EXERCISE TEXT section start
A tsunami wrapped in a hurricane…That’s how TV executive Dan Gasby describes Alzheimer’s Disease, the progressive brain disorder that robs patients of memory and other mental functions.
When Gasby’s wife, the supermodel, celebrity chef, and lifestyle maven B. Smith, was diagnosed with early onset Alzheimer’s in 2013, the couple pledged to make their journey public in hopes of helping other people facing the disease. Their day-to-day experiences are chronicled in the new book “Before I Forget.”
“When you go from being able to do basically everything to everything becoming a challenge, you stop and look back and you assess what’s important in life,” Gasby says.
Smith and Gasby appeared on KET’s Connections to share some of the lessons they’ve learned from dealing with Alzheimer’s. Dr. Gregory Jicha with the University of Kentucky Sanders-Brown Center on Aging also discussed medical research about the disease.
Patience. Forgiveness. Acceptance.
Gasby says living with Alzheimer’s or as a caregiver for someone with the disease requires copious amounts of all three traits. He says dealing with Smith’s illness is messy and difficult, but he says they’re trying to focus on living in the moment and looking for the positives that remain in their lives.
“It’s given me a gift that I didn’t want,” Gasby says, “but it’s a gift that I’m glad I’ve got because you have to find something out of it that gets you to do more for others.”
He says being a caregiver usually isn’t a role that someone chooses. Instead he says the job goes to the person who remains after all the other family members and loved ones have stepped away from a difficult situation. Gasby admits that he does have “why me?” moments, but he always finds a way to lift himself back up and return to the work at hand.
That includes forgiving himself for mistakes he feels he’s made as a caregiver. When Smith briefly went missing in 2014, Gasby says he kicked himself and pleaded with God to bring her home safely so he could have another chance to care for her.
He says those who tend to someone with Alzheimer’s have to understand that the patient can’t be changed back to the person they once were. They must be accepted where they are in each particular situation. Even as Smith progresses through the disease, Gasby says his wife remains the nicest person he’s ever met. He says Alzheimer’s can’t change the essence of person even as dementia takes an advancing toll on cognitive abilities.
“Sweetie has challenges,” Gasby says of his wife. “We manage them. We’re not perfect but we’re in the moment and we’re in the game.”
Impacts for Minority Communities
Gasby calls Alzheimer’s a 21st century civil rights issues because of how it can disproportionately impact minorities, women, and the poor. He says blacks and Latinos are at least twice as likely to develop the disease. Of the 10,000 people diagnosed with Alzheimer’s each week, two-thirds of them are women, according to Gasby.
Then there’s the financial impact of the condition. Gasby says access to treatment protocols and 24-hour care can send families into bankruptcy.
EXERCISE TEXT section end
LISTED ENTRIES section start
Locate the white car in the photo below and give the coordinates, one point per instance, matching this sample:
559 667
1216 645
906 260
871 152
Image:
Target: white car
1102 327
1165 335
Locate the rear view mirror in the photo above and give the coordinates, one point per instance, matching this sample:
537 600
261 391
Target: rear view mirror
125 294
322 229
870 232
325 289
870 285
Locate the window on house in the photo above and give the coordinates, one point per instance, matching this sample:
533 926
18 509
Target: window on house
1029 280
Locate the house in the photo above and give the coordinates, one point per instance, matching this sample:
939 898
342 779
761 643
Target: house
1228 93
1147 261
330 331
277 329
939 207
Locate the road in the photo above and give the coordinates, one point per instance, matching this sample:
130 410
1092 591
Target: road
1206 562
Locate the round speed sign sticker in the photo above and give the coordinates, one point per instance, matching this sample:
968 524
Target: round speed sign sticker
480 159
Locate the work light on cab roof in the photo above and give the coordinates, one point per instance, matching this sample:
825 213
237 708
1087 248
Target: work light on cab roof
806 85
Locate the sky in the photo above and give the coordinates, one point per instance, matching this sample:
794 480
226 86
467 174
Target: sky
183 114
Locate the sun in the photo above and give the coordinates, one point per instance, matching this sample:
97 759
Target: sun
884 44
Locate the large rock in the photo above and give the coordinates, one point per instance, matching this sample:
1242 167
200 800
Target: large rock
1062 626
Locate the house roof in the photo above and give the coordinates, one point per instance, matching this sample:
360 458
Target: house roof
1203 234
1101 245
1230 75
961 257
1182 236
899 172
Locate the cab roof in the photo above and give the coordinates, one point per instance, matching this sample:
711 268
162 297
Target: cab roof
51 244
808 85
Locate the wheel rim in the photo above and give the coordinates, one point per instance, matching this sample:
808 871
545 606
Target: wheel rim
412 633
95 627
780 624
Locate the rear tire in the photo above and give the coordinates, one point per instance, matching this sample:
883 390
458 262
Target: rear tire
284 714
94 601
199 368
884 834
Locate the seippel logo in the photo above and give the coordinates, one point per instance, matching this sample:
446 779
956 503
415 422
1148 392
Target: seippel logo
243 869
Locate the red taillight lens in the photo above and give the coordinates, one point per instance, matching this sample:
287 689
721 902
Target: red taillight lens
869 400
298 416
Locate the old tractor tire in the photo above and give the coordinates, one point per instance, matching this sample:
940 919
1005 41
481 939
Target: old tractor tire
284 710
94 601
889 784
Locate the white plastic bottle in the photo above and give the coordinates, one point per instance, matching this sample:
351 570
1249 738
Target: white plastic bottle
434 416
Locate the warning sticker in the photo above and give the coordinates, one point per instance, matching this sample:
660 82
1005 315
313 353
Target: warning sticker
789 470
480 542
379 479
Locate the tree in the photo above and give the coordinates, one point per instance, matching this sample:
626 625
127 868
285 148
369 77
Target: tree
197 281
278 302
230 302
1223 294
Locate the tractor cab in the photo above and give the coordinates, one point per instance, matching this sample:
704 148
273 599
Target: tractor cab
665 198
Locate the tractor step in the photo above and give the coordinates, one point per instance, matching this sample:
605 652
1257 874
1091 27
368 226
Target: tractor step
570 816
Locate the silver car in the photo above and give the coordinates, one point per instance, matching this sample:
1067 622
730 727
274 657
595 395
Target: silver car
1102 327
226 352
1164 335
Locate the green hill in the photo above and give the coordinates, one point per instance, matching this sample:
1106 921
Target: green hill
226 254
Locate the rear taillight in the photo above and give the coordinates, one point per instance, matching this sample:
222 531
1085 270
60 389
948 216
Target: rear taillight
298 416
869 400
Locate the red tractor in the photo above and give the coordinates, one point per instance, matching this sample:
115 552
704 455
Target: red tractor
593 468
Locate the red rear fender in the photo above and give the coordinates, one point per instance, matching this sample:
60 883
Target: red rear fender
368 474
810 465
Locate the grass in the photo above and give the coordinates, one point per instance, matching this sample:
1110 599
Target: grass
LISTED ENTRIES section end
YOUR ASSIGNMENT: Please continue the article about Dan Gasby, B. Smith and Alzheimer's disease, starting right after its final sentence.

REPLY:
“Alzheimer’s is something that you can’t negotiate with,” Gasby says. “It’s actually a form of domestic terrorism… This is a biological terrorist, a neurological terrorist.”
Minorities face additional risks when it comes to the disease. Dr. Gregory Jicha, a researcher with the University of Kentucky Sanders-Brown Center on Aging, says African Americans can develop Alzheimer’s an average of five to 10 years earlier than white patients. He also says other common health problems including diabetes, hypertension, and high cholesterol may also put blacks at higher risk for developing Alzheimer’s.
Jicha says doctors continue to make great strides in the disease that was first described in 1906. He says researchers are exploring a new range of early onset symptoms that affect verbal skills and visual recognition but leave memory intact. He says health officials hope to build on drug trials that appear to successfully treat the disease in animals into protocols that can be effective for humans. Jicha says the goal is to find a cure for Alzheimer’s by 2025.
Those efforts must include more patients of color participating in drug trials, according to both Gasby and Jicha.
“It’s important that all are represented [in research] so that we don’t end up finding a cure for 10 percent of the population,” Jicha says. “We need something that’s going to work for everyone.”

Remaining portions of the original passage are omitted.